• [AIM]:
Your task is to write out the complete listing exactly as it is shown.

• [DATA PROVIDED]:

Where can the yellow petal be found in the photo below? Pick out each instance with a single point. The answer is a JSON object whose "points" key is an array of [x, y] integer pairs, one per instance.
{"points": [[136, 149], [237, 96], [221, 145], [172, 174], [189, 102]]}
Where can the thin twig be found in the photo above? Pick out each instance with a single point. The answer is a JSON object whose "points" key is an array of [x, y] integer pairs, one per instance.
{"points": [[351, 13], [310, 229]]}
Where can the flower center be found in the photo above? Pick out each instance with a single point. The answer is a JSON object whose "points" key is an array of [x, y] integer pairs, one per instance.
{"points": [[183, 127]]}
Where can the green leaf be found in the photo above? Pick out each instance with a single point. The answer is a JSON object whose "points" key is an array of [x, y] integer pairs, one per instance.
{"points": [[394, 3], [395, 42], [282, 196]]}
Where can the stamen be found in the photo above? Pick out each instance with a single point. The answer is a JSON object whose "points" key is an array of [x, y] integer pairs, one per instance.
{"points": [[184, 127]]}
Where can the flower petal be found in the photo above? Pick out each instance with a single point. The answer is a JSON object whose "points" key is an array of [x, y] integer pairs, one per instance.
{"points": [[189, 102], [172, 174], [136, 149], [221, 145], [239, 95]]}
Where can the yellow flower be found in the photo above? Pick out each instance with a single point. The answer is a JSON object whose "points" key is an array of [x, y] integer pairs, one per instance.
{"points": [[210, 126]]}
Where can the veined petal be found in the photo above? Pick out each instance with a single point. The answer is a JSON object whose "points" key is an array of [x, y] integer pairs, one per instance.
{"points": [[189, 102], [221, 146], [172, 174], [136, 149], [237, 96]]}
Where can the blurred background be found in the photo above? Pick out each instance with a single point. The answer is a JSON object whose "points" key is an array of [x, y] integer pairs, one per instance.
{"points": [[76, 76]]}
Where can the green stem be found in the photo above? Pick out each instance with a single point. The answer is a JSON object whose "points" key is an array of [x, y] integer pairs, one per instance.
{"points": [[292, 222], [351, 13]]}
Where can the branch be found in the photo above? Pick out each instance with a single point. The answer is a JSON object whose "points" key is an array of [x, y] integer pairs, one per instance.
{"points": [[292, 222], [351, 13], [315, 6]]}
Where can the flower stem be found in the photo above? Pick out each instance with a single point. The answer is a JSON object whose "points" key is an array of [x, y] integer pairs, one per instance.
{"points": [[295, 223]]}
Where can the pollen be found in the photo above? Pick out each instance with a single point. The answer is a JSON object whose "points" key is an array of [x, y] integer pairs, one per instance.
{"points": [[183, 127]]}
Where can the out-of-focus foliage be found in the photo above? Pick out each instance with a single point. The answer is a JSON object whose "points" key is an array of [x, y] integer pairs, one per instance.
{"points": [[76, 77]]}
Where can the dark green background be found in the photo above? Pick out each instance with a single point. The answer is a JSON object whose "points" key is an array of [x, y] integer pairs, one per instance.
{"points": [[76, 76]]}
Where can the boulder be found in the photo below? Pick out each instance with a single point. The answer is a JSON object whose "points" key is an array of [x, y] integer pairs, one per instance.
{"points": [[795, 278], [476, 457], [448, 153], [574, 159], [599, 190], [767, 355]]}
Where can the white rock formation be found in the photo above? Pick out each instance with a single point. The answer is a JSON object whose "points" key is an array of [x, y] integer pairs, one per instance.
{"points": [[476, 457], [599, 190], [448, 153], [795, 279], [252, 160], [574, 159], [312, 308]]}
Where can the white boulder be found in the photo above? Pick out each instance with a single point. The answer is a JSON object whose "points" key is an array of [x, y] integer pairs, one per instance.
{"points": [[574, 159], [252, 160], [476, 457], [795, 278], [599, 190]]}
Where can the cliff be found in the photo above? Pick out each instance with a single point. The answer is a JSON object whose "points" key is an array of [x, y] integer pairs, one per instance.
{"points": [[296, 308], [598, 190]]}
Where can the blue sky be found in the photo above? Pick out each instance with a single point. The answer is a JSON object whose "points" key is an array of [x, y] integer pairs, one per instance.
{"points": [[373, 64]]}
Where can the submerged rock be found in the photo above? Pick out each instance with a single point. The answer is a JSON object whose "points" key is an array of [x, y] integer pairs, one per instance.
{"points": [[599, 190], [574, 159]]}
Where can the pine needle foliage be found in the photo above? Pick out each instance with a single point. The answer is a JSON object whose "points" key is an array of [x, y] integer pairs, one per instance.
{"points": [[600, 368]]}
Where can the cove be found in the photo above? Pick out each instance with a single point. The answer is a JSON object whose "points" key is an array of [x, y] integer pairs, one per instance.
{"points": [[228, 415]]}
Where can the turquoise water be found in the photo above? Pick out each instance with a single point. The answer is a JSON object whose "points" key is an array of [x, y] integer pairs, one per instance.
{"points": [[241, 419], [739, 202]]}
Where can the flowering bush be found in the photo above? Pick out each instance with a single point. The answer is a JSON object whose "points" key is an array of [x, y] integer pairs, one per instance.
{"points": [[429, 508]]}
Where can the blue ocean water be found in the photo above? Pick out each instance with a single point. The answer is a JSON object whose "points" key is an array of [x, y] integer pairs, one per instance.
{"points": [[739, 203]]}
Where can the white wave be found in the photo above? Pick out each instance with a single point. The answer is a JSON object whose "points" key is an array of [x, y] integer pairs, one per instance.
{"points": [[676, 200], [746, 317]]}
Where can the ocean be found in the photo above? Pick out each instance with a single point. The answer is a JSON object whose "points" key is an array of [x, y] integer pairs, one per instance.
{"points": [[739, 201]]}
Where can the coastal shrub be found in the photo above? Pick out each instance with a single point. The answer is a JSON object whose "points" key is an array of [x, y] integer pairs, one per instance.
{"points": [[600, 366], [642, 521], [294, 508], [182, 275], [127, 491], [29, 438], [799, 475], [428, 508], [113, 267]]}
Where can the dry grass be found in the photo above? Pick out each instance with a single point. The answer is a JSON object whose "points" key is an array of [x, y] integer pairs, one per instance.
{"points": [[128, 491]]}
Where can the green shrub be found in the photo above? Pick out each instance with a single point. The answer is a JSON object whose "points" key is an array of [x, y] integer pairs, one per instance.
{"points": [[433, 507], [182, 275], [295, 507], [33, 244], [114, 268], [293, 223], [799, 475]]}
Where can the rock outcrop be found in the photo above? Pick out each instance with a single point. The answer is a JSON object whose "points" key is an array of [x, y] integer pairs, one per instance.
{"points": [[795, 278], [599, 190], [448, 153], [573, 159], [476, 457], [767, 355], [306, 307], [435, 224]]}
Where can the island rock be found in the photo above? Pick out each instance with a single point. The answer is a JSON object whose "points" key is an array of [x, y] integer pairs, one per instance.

• [FULL OUTPUT]:
Where can the yellow petal be found in the photo below? Pick out each instance with a single point. The answer is a JSON object whose "points" key is an array of [x, y] integer pairs, one per instance.
{"points": [[136, 149], [237, 96], [221, 145], [172, 174], [189, 102]]}
Where can the thin twig be found in the photo above? Pick out each instance with a single point. The answer is a JSON object whose "points" key is an array of [x, y] integer pairs, one per instance.
{"points": [[351, 13], [310, 229]]}
Where can the flower center be found in the photo above? Pick out each instance with a single point. The answer is a JSON object whose "points" key is an array of [x, y] integer pairs, one per instance.
{"points": [[183, 127]]}
Where can the green leaf be found in the photo above? Pick out each instance with a single point. The answer is a JSON object whose "points" key is an array of [x, y] integer pairs, one per instance.
{"points": [[394, 3], [395, 42], [282, 196]]}
Where can the stamen be found in the photo above? Pick out each instance with a single point. The answer is a JSON object whose "points" key is an array of [x, y] integer pairs, one per instance.
{"points": [[184, 127]]}
Where can the flower petal be found in the photo above? Pick out each instance with a single point. The answer is a JSON object whose "points" key is an array of [x, y] integer pairs, one per instance.
{"points": [[189, 102], [172, 174], [136, 149], [221, 145], [239, 95]]}
Where can the yellow flower be found in the photo above? Pick out each instance with a single point. The answer is a JSON object whose "points" key is an array of [x, y] integer pairs, one per instance.
{"points": [[210, 126]]}
Where can the veined petal be found in the photo above? Pick out each instance with a single point. The answer is a JSON object whose "points" key is an array of [x, y] integer pairs, one per instance.
{"points": [[189, 102], [221, 146], [172, 174], [136, 149], [237, 96]]}
Where can the blurred background be found in the photo above? Pick out each instance with a single point. The answer is a JSON object whose "points" key is an array of [x, y] integer pairs, one per instance.
{"points": [[76, 76]]}
Where can the green stem be found in the photo above? Pick out each instance with a single point. The answer is a JSON object whose "points" key is an array of [x, y] integer pairs, one per instance.
{"points": [[292, 222], [351, 13]]}
Where can the branch be found in the photo above? Pick out each instance with a single point. The answer is a JSON object whose "points" key is an array of [x, y] integer pairs, one per instance.
{"points": [[292, 222], [351, 13], [315, 6]]}
Where can the flower stem be found in the photo above? Pick out each instance with a single point. The answer is a JSON object whose "points" key is an array of [x, y] integer pairs, one per instance.
{"points": [[295, 223]]}
Where can the pollen be found in the photo above? Pick out each instance with a single point. The answer is a JSON object whose "points" key is an array of [x, y] integer pairs, one per instance.
{"points": [[183, 127]]}
Where can the out-of-focus foliage be found in the photo above? Pick out each instance with a single point. The answer is a JSON object whose "points" key is an array of [x, y] integer pairs, one per instance.
{"points": [[76, 77]]}
Where can the dark green background be found in the photo above? Pick out each instance with a single point. The answer is a JSON object whose "points" key is an array of [x, y] integer pairs, one per instance.
{"points": [[76, 76]]}
Where can the boulder be found in the photo below? Pick out each instance with a single point. The answer is a JSON object whose "points" key is an array of [x, y] integer pairs, one per instance.
{"points": [[795, 278], [476, 457], [448, 153], [574, 159], [599, 190], [767, 355]]}
Where can the white rock formation be found in the photo above? Pick out each instance with a single point. The answer is a JSON object whose "points" key is an array of [x, y] integer pairs, one per instance.
{"points": [[476, 457], [599, 190], [448, 153], [795, 279], [252, 160], [574, 159], [312, 308]]}
Where can the white boulder be found in the photo above? Pick out each instance with a single point. The answer is a JSON object whose "points" key is an array of [x, y] integer pairs, one per instance.
{"points": [[574, 159], [252, 160], [476, 457], [795, 278], [599, 190]]}
Where can the cliff be found in the photo above? Pick out each instance with a single point. The answer is a JSON object whose "points" key is an array of [x, y] integer pairs, one per instance.
{"points": [[296, 308], [598, 190]]}
Where can the blue sky be found in the photo above? Pick out each instance with a single point. The answer is a JSON object whose "points" key is an array of [x, y] integer pairs, one per instance.
{"points": [[373, 64]]}
Where can the submerged rock be found in the photo above? Pick out each instance with a single point. The answer is a JSON object whose "points" key is an array of [x, y] integer pairs, one per instance.
{"points": [[599, 190], [574, 159]]}
Where can the pine needle foliage be found in the photo above? Pick out each instance with a single point. The answer is a JSON object whose "points" key is an array of [x, y] integer pairs, one per instance.
{"points": [[600, 368]]}
Where can the cove be found in the photo above? Pick out each instance with a single point. The answer is a JSON object whose "points" key is an array of [x, y] integer pairs, one per instance.
{"points": [[228, 415]]}
Where can the turquoise water be found in the photo above? Pick out each instance with a single point. The answer is a JSON object whose "points" key is an array of [x, y] integer pairs, one per instance.
{"points": [[241, 419], [739, 202]]}
Where can the flowering bush be found in the photo above? Pick out each instance with a single point. The answer is a JSON object whose "points" key is an array of [x, y] integer pairs, one per instance.
{"points": [[429, 508]]}
Where can the blue ocean water be found in the photo above? Pick out each instance with a single point. The answer is a JSON object whose "points" key is an array of [x, y] integer pairs, one per instance.
{"points": [[739, 203]]}
Where can the white wave be found in the photo above? Pick out each instance with a single point. The answer is a JSON object whose "points" key is an array of [x, y] integer pairs, one per instance.
{"points": [[676, 200], [746, 317]]}
Where can the ocean be found in the photo above? Pick out each instance with a single point. The answer is a JSON object whose "points" key is an array of [x, y] integer pairs, one per instance.
{"points": [[739, 201]]}
Where can the coastal shrub be found in the photo above? Pick out each instance with a single point. The answer is a JSON object whose "points" key is an array of [x, y] integer pairs, one per instance.
{"points": [[600, 366], [642, 521], [294, 508], [182, 275], [127, 491], [29, 438], [799, 475], [428, 508], [113, 267]]}
Where can the dry grass be found in the photo above? Pick out each instance with a single point. The answer is a JSON object whose "points" key is an array of [x, y] integer pairs, one per instance.
{"points": [[128, 491]]}
Where can the green shrub be found in the photo above? Pick out each instance with a single point. The answer is a JSON object whose "points" key is an array of [x, y] integer pairs, one per instance.
{"points": [[433, 507], [182, 275], [295, 507], [33, 244], [114, 268], [293, 223], [799, 475]]}
Where can the rock outcrop be found in the photo above? Pick out each instance with a single point. The answer is a JSON object whose "points" key is an array of [x, y] integer pairs, one per instance.
{"points": [[795, 278], [599, 190], [448, 153], [573, 159], [476, 457], [767, 355], [306, 307], [435, 224]]}
Where can the island rock be found in the photo above? Pick out each instance with a single point. The answer is a JSON object whose "points" key is an array of [x, y] integer pairs, one per instance.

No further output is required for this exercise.